#### [Data under study]
============

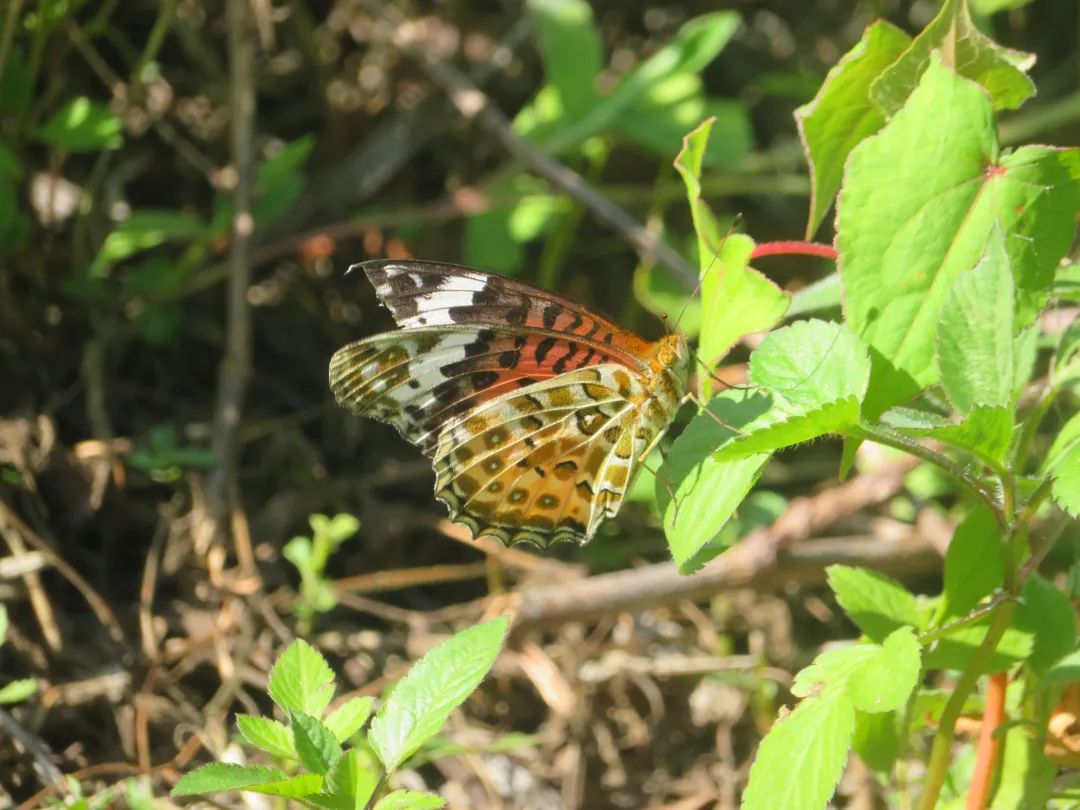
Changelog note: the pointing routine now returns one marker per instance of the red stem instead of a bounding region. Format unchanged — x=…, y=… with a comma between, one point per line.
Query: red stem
x=989, y=745
x=799, y=248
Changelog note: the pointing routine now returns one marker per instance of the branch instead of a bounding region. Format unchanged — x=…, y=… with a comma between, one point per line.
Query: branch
x=474, y=106
x=237, y=361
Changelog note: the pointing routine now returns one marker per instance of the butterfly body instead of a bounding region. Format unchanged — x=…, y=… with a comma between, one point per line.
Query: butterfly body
x=536, y=412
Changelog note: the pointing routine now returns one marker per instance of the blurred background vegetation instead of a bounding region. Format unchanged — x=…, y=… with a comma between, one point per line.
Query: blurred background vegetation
x=117, y=208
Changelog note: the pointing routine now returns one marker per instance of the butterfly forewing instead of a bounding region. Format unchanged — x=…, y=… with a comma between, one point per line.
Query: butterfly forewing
x=534, y=409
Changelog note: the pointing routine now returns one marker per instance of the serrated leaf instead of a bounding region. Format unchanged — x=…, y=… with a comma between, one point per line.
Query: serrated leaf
x=301, y=680
x=348, y=718
x=17, y=690
x=82, y=125
x=779, y=428
x=799, y=761
x=831, y=671
x=885, y=682
x=736, y=299
x=900, y=260
x=435, y=686
x=1066, y=484
x=315, y=744
x=877, y=740
x=1048, y=612
x=267, y=734
x=811, y=363
x=975, y=334
x=876, y=603
x=571, y=52
x=842, y=113
x=955, y=650
x=974, y=563
x=696, y=493
x=953, y=35
x=410, y=800
x=217, y=777
x=986, y=432
x=350, y=782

============

Here the records must be restated exactly, minus any images.

Changelog note: the pointing routine now returns one marker per instance of the red stem instead of a bounding region. Format unchanged — x=…, y=… with a comma between, one point per line.
Query: red stem
x=989, y=745
x=799, y=248
Changelog note: the pointing routine now returns one marker per instance of the branch instead of a bounding region. Format unchanged — x=…, y=… with a comma between, one point per line.
Query: branch
x=474, y=106
x=237, y=361
Changelog note: the pointing routine now returns one marker per instance of the butterfly body instead of a bounding region. Format unchanged — x=…, y=… with a comma between, one point per line.
Query: butterfly body
x=536, y=412
Changelog note: the pointing routine now returns one marker per instance of the blurred background vegetation instead of a bounding region. Format unchanged — x=…, y=… with a comma between, one point per line.
Query: blurred background vegetation
x=117, y=208
Changelog note: the pointing routine now returns one marker per instance of the butterfly forewing instead of a bounding region. Format unchanged — x=…, y=… with a comma between, one point per line.
Query: butterfly forewing
x=534, y=409
Changelog note: the pointing routine now returns one marker per instance of the serrated leaf instead of a bounding region. Format unchanged — x=…, y=… with a comma between, one point per line.
Query: serrated leaf
x=301, y=680
x=348, y=718
x=17, y=690
x=82, y=125
x=779, y=428
x=799, y=761
x=831, y=671
x=885, y=682
x=736, y=299
x=900, y=260
x=435, y=686
x=1066, y=484
x=315, y=744
x=877, y=740
x=1048, y=612
x=267, y=734
x=811, y=363
x=975, y=334
x=876, y=603
x=571, y=52
x=842, y=113
x=955, y=650
x=974, y=563
x=696, y=493
x=953, y=35
x=410, y=800
x=217, y=777
x=986, y=432
x=350, y=782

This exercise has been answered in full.